▶ _Vorliegender Text_
::::::::::

Hart oder herzlich: Der Towers-Coach im Interview

Seit einigen Wochen erst ist Hamed Attarbashi als Cheftrainer der Hamburg Towers tätig. Michael Keller von WilhelmsburgOnline.de traf sich mit dem Trainer zu einem Gespräch unweit der Basketball-Halle am Inselpark. Die ist zwar noch nicht ganz fertig, soll aber zum ersten Heimspiel am 19. Oktober inklusive Tribünen genutzt werden können. Dass Hamed Attarbashi das Projekt sehr am Herzen liegt, merkt man dem gebürtigen Hamburger sofort an. Er war bereits in Hamburg als Jugendtrainer tätig und zuletzt mehrere Jahre Co-Trainer bei den Eisbären Bremerhaven.

Die Mannschaft der Towers ist gerade erst komplett und soll sich in sechs Wochen schon beweisen. Wie schaffst du es, in so kurzer Zeit aus Einzelspielern ein Team zu formen?

Das ist eine sehr gute Frage, die mich die ganze Zeit über fordert. Normalerweise hast du als Trainer Spieler, die schon zusammengespielt haben oder die du im Jahr vorher trainiert hast. Deshalb ist es besonders wichtig, dass ich den Spielern deutlich vermitteln kann, was ich von ihnen erwarte. Wenn ich das zu schwammig formuliere, geht das nicht. Bei der Zusammenstellung des Teams haben wir auch auf den Charakter der Spieler geachtet. Die Vorgehensweise war weniger zu sagen: „Wir brauchen einen Linkshänder und einen Rechtshänder“, sondern zu gucken, was die Leute vorher gemacht haben und wie motiviert sie sind.

Wie würdest du dich selbst als Trainer beschreiben? Arbeitest du streng nach Konzept oder aus dem Bauch heraus?

Als Trainer muss man eine Mischung aus beidem hinbekommen. Klar gibt es Richtlinien, die für das Training wichtig sind, aber du musst auch deiner Intuition vertrauen können. Dafür ist ein gewisses Maß an Erfahrung sehr wichtig.

Das heißt, du kannst auch mal streng sein…

Klar, hart oder herzlich. Die Hauptsache ist doch, dass die Spieler wissen, woran sie sind. Wenn es heute mal so ist und morgen dann anders, wird das schwierig. Sicher kann ich auch mal streng sein; aber vor allem versuche ich, alle Spieler gleich zu behandeln, damit sie wissen, was sie erwarten können. Das ist das wichtigste, glaube ich.

Gibt es einen Star im Team?

Nein, die Mannschaft steht immer im Mittelpunkt. Natürlich haben wir auf der einen Seite erfahrene und auf der anderen Seite junge Spieler, aber alle arbeiten hart und versuchen, das Projekt Hamburg Towers gemeinsam nach vorne zu bringen. Wenn sich da eine Person zu sehr in den Vordergrund stellen würde, wäre das auch nicht gut.

Wie sind die Arbeitsbedingungen bei den Hamburg Towers? Fühlst du dich gut aufgehoben?

::::::::::

▶ _Gespeicherte Daten_
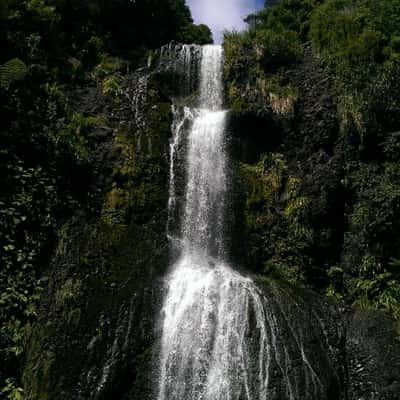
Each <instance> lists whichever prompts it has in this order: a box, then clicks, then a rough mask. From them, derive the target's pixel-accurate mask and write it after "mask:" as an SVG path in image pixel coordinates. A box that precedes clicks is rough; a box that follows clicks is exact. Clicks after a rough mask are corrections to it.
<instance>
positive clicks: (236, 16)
mask: <svg viewBox="0 0 400 400" xmlns="http://www.w3.org/2000/svg"><path fill="white" fill-rule="evenodd" d="M187 3H188V5H189V6H190V9H191V10H192V15H193V18H194V20H195V22H196V23H198V24H207V25H208V26H209V27H210V28H211V30H212V31H213V34H214V39H215V41H216V42H217V43H219V42H221V40H222V31H223V30H224V29H237V30H241V29H243V28H244V27H245V23H244V22H243V18H245V17H246V16H247V15H248V14H250V13H251V12H253V11H254V10H255V9H256V0H187Z"/></svg>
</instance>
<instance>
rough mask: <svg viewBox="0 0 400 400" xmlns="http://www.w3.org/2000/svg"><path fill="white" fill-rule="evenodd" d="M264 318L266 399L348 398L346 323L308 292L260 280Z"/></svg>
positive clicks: (293, 287) (316, 296)
mask: <svg viewBox="0 0 400 400" xmlns="http://www.w3.org/2000/svg"><path fill="white" fill-rule="evenodd" d="M257 283H258V285H259V287H260V288H261V289H262V291H263V294H264V298H265V304H266V311H265V312H266V314H267V321H268V324H267V325H268V327H267V329H268V333H269V334H268V336H269V337H268V340H269V341H270V363H271V377H270V381H271V384H270V388H271V390H270V391H269V392H268V394H269V397H268V399H274V400H275V399H290V400H291V399H295V400H300V399H302V400H303V399H304V400H306V399H310V400H311V399H313V400H314V399H315V400H317V399H318V400H323V399H326V400H342V399H343V400H344V399H346V371H345V363H344V361H345V360H344V356H345V353H344V343H345V322H344V319H343V317H342V315H341V313H340V312H339V311H338V309H337V307H336V305H335V304H333V303H329V302H328V301H326V299H324V298H322V297H320V296H318V295H317V294H316V293H313V292H311V291H307V290H302V289H296V288H294V287H291V286H289V285H287V284H284V283H279V282H276V281H273V280H266V279H259V280H258V281H257Z"/></svg>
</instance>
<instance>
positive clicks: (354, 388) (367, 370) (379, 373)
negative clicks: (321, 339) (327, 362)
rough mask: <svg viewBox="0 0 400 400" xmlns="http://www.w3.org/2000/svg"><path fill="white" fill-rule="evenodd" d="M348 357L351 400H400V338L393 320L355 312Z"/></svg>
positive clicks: (352, 317) (347, 342) (391, 319)
mask: <svg viewBox="0 0 400 400" xmlns="http://www.w3.org/2000/svg"><path fill="white" fill-rule="evenodd" d="M397 329H398V327H397ZM346 354H347V362H348V364H347V365H348V374H349V389H348V391H349V396H348V398H349V400H358V399H363V400H398V399H400V335H399V332H398V331H397V332H396V326H395V323H394V321H393V319H392V318H390V317H389V316H388V315H385V314H383V313H379V312H374V311H362V310H357V311H355V312H354V314H352V315H351V316H350V321H349V326H348V330H347V339H346Z"/></svg>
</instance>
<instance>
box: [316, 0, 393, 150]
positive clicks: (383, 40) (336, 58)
mask: <svg viewBox="0 0 400 400" xmlns="http://www.w3.org/2000/svg"><path fill="white" fill-rule="evenodd" d="M399 18H400V1H398V0H395V1H380V2H379V3H377V2H375V1H371V0H357V1H354V2H352V3H351V4H349V3H348V2H347V1H344V0H328V1H325V2H323V3H322V4H321V5H320V6H318V7H316V8H315V10H314V11H313V14H312V17H311V22H310V25H311V30H310V36H311V39H312V41H313V44H314V47H315V49H316V51H317V52H318V53H319V54H320V57H321V58H322V59H323V60H324V61H325V62H326V64H327V65H328V67H329V68H330V69H331V70H332V72H333V73H334V75H335V77H336V80H337V87H338V91H339V95H340V100H341V104H342V107H341V108H342V110H343V111H342V115H341V116H342V121H343V123H344V126H345V127H347V126H348V125H349V123H350V124H351V123H353V124H354V126H355V127H356V128H357V130H358V132H359V133H360V135H361V138H362V142H363V144H364V145H365V146H371V149H372V147H373V146H375V145H376V139H377V138H376V136H375V137H374V136H372V135H371V132H368V131H371V130H375V132H376V131H379V130H382V129H383V130H390V129H393V125H394V124H395V121H396V120H397V121H398V120H399V117H400V109H399V103H398V100H397V99H398V98H399V95H400V88H399V85H398V79H397V77H398V74H399V64H398V60H399V48H398V35H399V23H400V20H399ZM383 21H385V22H383ZM392 100H394V103H392ZM387 111H389V119H387V120H385V118H382V115H384V114H385V113H386V112H387ZM366 134H369V137H368V138H367V137H365V135H366Z"/></svg>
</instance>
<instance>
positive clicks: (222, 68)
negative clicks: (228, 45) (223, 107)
mask: <svg viewBox="0 0 400 400" xmlns="http://www.w3.org/2000/svg"><path fill="white" fill-rule="evenodd" d="M222 75H223V50H222V47H221V46H204V47H203V55H202V60H201V78H200V107H201V108H205V109H209V110H220V109H221V108H222V104H223V79H222Z"/></svg>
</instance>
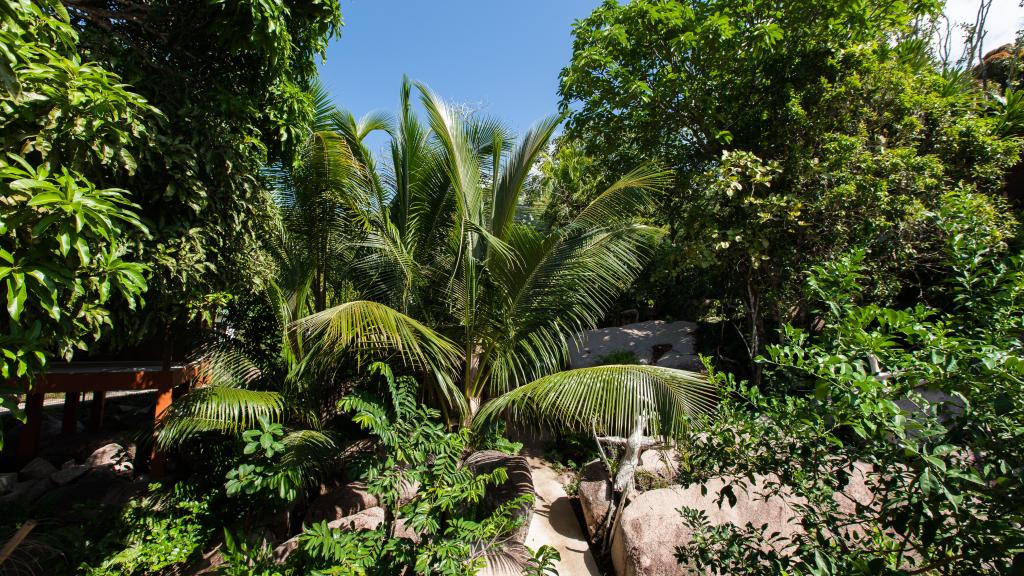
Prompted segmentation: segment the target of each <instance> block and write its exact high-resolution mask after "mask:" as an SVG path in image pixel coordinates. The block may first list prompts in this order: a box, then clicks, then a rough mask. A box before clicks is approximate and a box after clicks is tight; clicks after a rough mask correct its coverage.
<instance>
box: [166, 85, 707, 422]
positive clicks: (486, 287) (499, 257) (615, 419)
mask: <svg viewBox="0 0 1024 576" xmlns="http://www.w3.org/2000/svg"><path fill="white" fill-rule="evenodd" d="M413 88H414V86H413V84H412V83H411V82H409V81H408V80H407V81H406V82H403V84H402V88H401V93H400V109H399V114H398V116H397V118H396V119H395V121H394V123H393V125H391V123H390V122H388V121H387V120H386V119H384V117H382V116H379V115H377V116H373V117H368V118H365V119H364V120H360V121H355V120H354V118H353V117H351V115H348V114H345V113H341V112H338V113H333V112H331V113H330V114H329V119H328V122H330V125H331V126H332V127H334V128H335V129H334V130H321V131H317V132H315V133H313V134H312V135H311V137H310V140H309V141H310V142H312V143H311V145H310V146H311V147H314V148H315V149H316V151H315V152H314V153H313V154H310V155H308V156H307V158H308V159H309V162H310V163H309V165H308V166H306V167H304V168H302V169H303V170H309V172H310V173H311V174H314V175H316V177H317V178H322V179H321V180H319V184H323V186H322V187H321V188H318V189H317V188H316V187H312V188H310V189H309V190H308V191H307V192H310V196H309V198H310V199H312V200H316V199H318V201H325V202H333V204H332V208H331V210H330V213H331V215H332V218H335V219H332V220H330V221H332V222H336V223H337V222H342V221H344V222H348V223H349V224H351V225H349V227H348V229H347V230H348V232H349V234H352V235H353V236H352V237H351V238H350V239H349V240H348V243H347V244H348V246H349V248H350V250H351V265H350V268H348V269H347V270H344V269H336V270H335V271H329V269H324V272H325V274H328V273H329V272H335V274H340V275H342V276H347V277H348V278H349V279H350V281H351V282H352V288H353V289H354V290H355V293H357V294H358V297H357V298H352V299H349V300H348V301H342V302H340V303H336V304H334V305H331V306H329V307H326V308H322V307H321V305H319V304H322V303H324V302H327V301H329V300H330V298H319V297H314V298H312V299H311V300H307V302H308V305H307V307H305V308H304V311H305V312H308V313H309V314H305V315H303V314H302V313H297V314H296V313H293V316H291V319H292V320H293V322H292V323H291V324H290V327H289V329H288V331H287V333H286V334H284V335H283V341H301V342H303V345H304V346H305V348H304V354H303V360H302V361H301V362H299V363H297V364H296V368H297V370H296V374H302V375H305V374H310V373H315V372H317V371H319V373H321V374H324V373H328V372H331V370H334V369H336V368H337V367H338V366H344V365H346V363H348V364H350V365H354V366H364V365H367V364H368V363H369V362H372V361H376V360H382V359H383V360H387V361H389V362H391V363H392V364H394V365H401V366H403V367H404V369H407V370H412V371H413V372H416V373H418V374H419V375H420V376H421V378H422V379H423V381H424V382H425V384H426V386H425V387H426V388H427V389H428V390H429V393H428V394H429V395H431V396H432V398H433V399H434V401H435V402H437V404H439V405H440V406H441V407H442V408H443V410H444V412H445V415H446V418H447V419H449V421H450V422H452V423H458V424H461V425H463V426H470V425H473V424H475V423H483V422H486V421H489V420H493V419H495V418H498V417H500V416H501V415H505V416H508V417H510V418H512V419H516V420H519V421H523V422H528V423H548V424H552V425H559V426H569V427H575V428H580V429H585V430H588V431H589V430H595V431H600V433H602V434H608V435H620V436H628V435H630V434H631V433H633V431H634V430H635V429H636V428H637V426H638V422H641V423H642V425H641V427H642V428H643V429H645V430H646V431H647V433H648V434H657V435H672V434H674V433H675V431H677V430H678V429H679V425H680V422H681V421H682V419H683V417H684V416H685V415H687V414H695V413H699V412H701V411H703V410H706V409H707V408H709V407H710V406H711V405H712V403H713V392H712V388H711V386H710V385H709V384H708V383H707V382H706V380H705V379H703V378H701V377H700V376H699V375H698V374H694V373H690V372H685V371H680V370H672V369H668V368H662V367H651V366H614V367H607V366H605V367H600V368H592V369H579V370H570V371H562V369H563V367H564V366H565V365H566V364H567V356H568V352H567V345H566V338H568V337H571V336H572V334H574V333H577V332H579V331H581V330H584V329H587V328H590V327H592V326H594V325H595V324H596V323H597V322H598V321H599V320H600V319H601V318H602V316H603V315H604V313H605V311H606V308H607V307H608V305H610V303H611V302H612V301H613V299H614V298H615V296H616V295H617V294H618V293H620V292H621V291H622V290H624V289H625V288H627V287H628V286H629V285H630V284H631V283H632V282H633V280H634V279H635V278H636V276H637V274H638V272H639V271H640V270H641V269H642V268H643V265H644V261H645V258H646V257H647V255H648V254H649V251H650V247H651V245H652V243H653V241H654V239H656V238H657V237H658V235H659V234H660V232H659V231H658V230H656V229H653V228H650V227H646V225H642V224H640V223H637V222H636V221H635V215H636V214H637V213H638V211H639V210H641V209H643V208H644V207H645V206H647V204H648V203H649V201H650V199H649V194H650V192H651V191H654V190H657V189H658V188H660V187H663V186H664V184H665V182H666V176H665V173H664V172H660V171H658V170H655V169H652V168H649V167H644V168H639V169H637V170H634V171H632V172H630V173H629V174H627V175H625V176H623V177H622V178H620V179H618V180H617V181H615V182H614V183H613V184H611V186H610V187H608V188H607V189H606V190H605V191H603V192H602V193H600V194H598V195H597V196H596V198H595V199H594V200H592V201H591V202H590V203H589V204H587V205H586V206H585V207H584V208H583V209H582V210H580V211H579V213H577V214H574V215H573V217H572V218H571V219H570V220H569V221H568V222H567V223H566V224H565V225H562V227H560V228H559V229H558V230H557V231H553V232H549V233H542V232H539V231H537V230H535V229H534V228H530V227H528V225H526V224H524V223H521V222H518V221H517V220H516V218H515V213H516V206H517V202H518V201H519V199H520V197H521V196H522V195H523V187H524V183H525V181H526V179H527V175H528V173H529V170H530V168H531V166H532V165H534V163H535V160H536V159H537V158H538V156H539V155H540V154H541V152H542V151H543V150H544V149H545V147H546V146H547V145H548V141H549V139H550V138H551V135H552V133H553V132H554V130H555V129H556V127H557V126H558V124H559V122H560V118H558V117H552V118H548V119H545V120H544V121H542V122H540V123H539V124H538V125H537V126H535V127H534V128H532V129H530V130H529V131H528V132H527V133H526V134H525V135H524V137H523V138H522V139H521V140H520V141H519V142H518V143H514V142H513V140H512V138H511V137H510V135H509V132H508V131H507V130H506V129H505V128H504V127H503V126H502V125H501V124H500V123H498V122H496V121H494V120H492V119H488V118H484V117H479V116H477V115H472V114H466V113H464V112H460V111H457V110H456V109H455V108H453V107H452V106H450V105H447V104H445V102H444V101H442V100H441V99H440V98H439V97H438V96H437V95H435V94H434V93H433V92H431V91H430V90H429V89H428V88H426V87H425V86H422V85H421V86H419V91H420V94H421V102H422V106H423V108H424V110H425V111H426V116H427V121H426V122H423V121H421V120H420V119H419V118H418V117H417V115H416V114H414V112H413V109H412V93H413ZM375 125H377V126H386V127H387V130H388V132H389V133H390V134H391V136H392V139H391V147H390V152H391V163H390V165H389V166H388V167H386V168H384V169H382V170H377V169H376V168H375V166H374V163H373V160H372V159H373V155H372V154H371V152H370V151H369V150H367V148H366V146H365V145H364V141H362V140H364V137H365V136H366V134H367V133H368V132H369V131H370V130H371V129H373V127H374V126H375ZM321 127H323V124H321ZM328 167H333V168H331V169H327V168H328ZM332 178H333V179H332ZM314 179H315V178H314ZM329 180H330V181H329ZM292 181H294V182H296V183H297V184H301V186H299V187H297V188H296V189H295V191H294V194H293V193H289V194H288V195H286V196H287V197H289V198H295V199H297V202H296V204H295V205H296V206H297V205H299V204H300V202H298V199H301V198H303V197H305V195H306V192H303V191H302V190H300V189H302V188H303V187H306V186H307V184H309V183H310V181H311V180H303V178H293V180H292ZM303 182H304V183H303ZM319 184H317V186H319ZM313 189H316V190H315V191H313ZM324 196H327V197H328V198H322V197H324ZM293 213H294V214H297V213H298V212H293ZM306 214H307V215H308V216H310V217H313V218H321V216H316V215H315V212H307V213H306ZM307 224H308V225H309V227H310V229H311V228H312V227H321V225H327V227H328V228H329V227H330V225H334V224H330V223H329V222H328V221H326V220H325V219H318V220H317V221H314V222H307ZM302 253H304V254H305V253H306V252H302ZM321 261H325V260H315V259H307V260H306V261H305V263H306V265H308V266H309V268H307V271H314V270H317V266H318V263H317V262H321ZM315 276H316V273H313V274H309V275H307V276H306V278H315ZM308 285H309V284H303V286H308ZM299 294H300V292H298V291H293V292H292V295H291V296H287V297H286V298H284V299H285V300H292V301H294V298H295V297H296V296H297V295H299ZM300 297H305V296H300ZM318 381H319V382H322V383H323V382H324V381H325V380H324V379H323V378H321V379H319V380H318ZM225 382H226V383H228V384H230V382H231V380H229V379H225ZM236 385H237V384H236ZM202 394H206V395H211V394H212V393H209V392H206V393H202ZM502 395H505V396H502ZM490 399H499V400H498V401H497V402H494V403H492V404H489V405H487V406H485V403H486V401H488V400H490ZM220 401H222V402H223V403H224V404H221V405H219V406H214V405H206V404H205V403H204V402H203V401H199V402H198V403H197V404H196V405H195V406H191V407H188V405H182V407H181V408H180V410H179V409H178V408H175V410H177V411H178V412H177V414H178V415H179V416H182V417H183V416H184V415H185V414H186V410H200V411H201V412H202V417H201V418H200V420H202V421H209V420H210V419H212V420H217V421H218V423H217V424H216V426H218V427H219V428H218V429H223V430H228V429H232V430H236V431H238V430H241V429H243V428H244V427H245V426H243V425H240V424H239V422H238V419H239V418H244V419H246V422H247V423H248V425H250V426H252V424H253V423H254V422H255V420H254V416H253V414H252V413H250V412H248V411H249V410H251V409H254V406H255V404H249V402H250V401H254V402H255V399H244V398H242V397H238V396H234V395H225V396H224V397H223V398H220V399H218V402H220ZM232 403H233V404H232ZM195 413H198V412H194V414H195ZM247 414H249V415H248V416H247ZM164 429H165V430H169V429H173V425H172V424H171V422H170V421H169V422H168V423H167V424H166V425H165V428H164ZM172 436H173V435H170V436H167V437H166V438H167V439H168V441H169V442H170V439H171V438H172Z"/></svg>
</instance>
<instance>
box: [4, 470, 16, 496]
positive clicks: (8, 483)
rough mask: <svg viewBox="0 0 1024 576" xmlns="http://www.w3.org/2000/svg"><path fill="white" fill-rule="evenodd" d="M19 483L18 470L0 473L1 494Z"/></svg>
mask: <svg viewBox="0 0 1024 576" xmlns="http://www.w3.org/2000/svg"><path fill="white" fill-rule="evenodd" d="M15 484H17V472H5V474H0V494H6V493H8V492H10V491H11V490H13V489H14V485H15Z"/></svg>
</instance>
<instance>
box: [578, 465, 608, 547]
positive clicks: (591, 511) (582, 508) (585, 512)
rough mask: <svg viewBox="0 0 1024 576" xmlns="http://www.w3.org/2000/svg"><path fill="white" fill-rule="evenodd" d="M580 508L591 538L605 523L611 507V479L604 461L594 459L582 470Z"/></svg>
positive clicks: (585, 523) (580, 494)
mask: <svg viewBox="0 0 1024 576" xmlns="http://www.w3.org/2000/svg"><path fill="white" fill-rule="evenodd" d="M579 494H580V508H581V509H582V510H583V519H584V523H585V524H586V525H587V532H588V533H589V534H590V537H591V539H594V537H595V535H596V534H597V532H598V531H599V530H600V529H601V527H602V526H603V525H604V522H605V519H606V517H607V515H608V510H609V509H610V508H611V496H612V489H611V480H609V479H608V470H607V469H605V467H604V462H602V461H600V460H594V461H593V462H590V463H588V464H587V465H585V466H584V467H583V469H582V470H581V471H580V492H579Z"/></svg>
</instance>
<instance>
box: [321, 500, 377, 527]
mask: <svg viewBox="0 0 1024 576" xmlns="http://www.w3.org/2000/svg"><path fill="white" fill-rule="evenodd" d="M381 524H384V508H382V507H380V506H374V507H372V508H367V509H365V510H362V511H360V512H356V513H354V515H351V516H346V517H345V518H340V519H338V520H335V521H332V522H329V523H327V526H328V528H334V529H339V530H353V531H356V532H358V531H365V530H377V528H379V527H380V525H381Z"/></svg>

::::::::::

▶ _Deine Aufgaben_
(1) Übersetze aus dem Text den Satz „Als Trainer muss man eine Mischung aus beidem hinbekommen.“ ins Englische.
(2) Gib die gespeicherten Zeilen vom Anfang bis einschließlich der Zeile mit „positive clicks: (236, 16)“ unverändert wieder. Die Bilder lässt du dabei weg.
Der Text und die Zeilen haben nichts miteinander zu tun.

▶ _Lösungen_
(1) As a coach, you have to strike a balance between the two.

(2)
Each <instance> lists whichever prompts it has in this order: a box, then clicks, then a rough mask. From them, derive the target's pixel-accurate mask and write it after "mask:" as an SVG path in image pixel coordinates. A box that precedes clicks is rough; a box that follows clicks is exact. Clicks after a rough mask are corrections to it.
<instance>
positive clicks: (236, 16)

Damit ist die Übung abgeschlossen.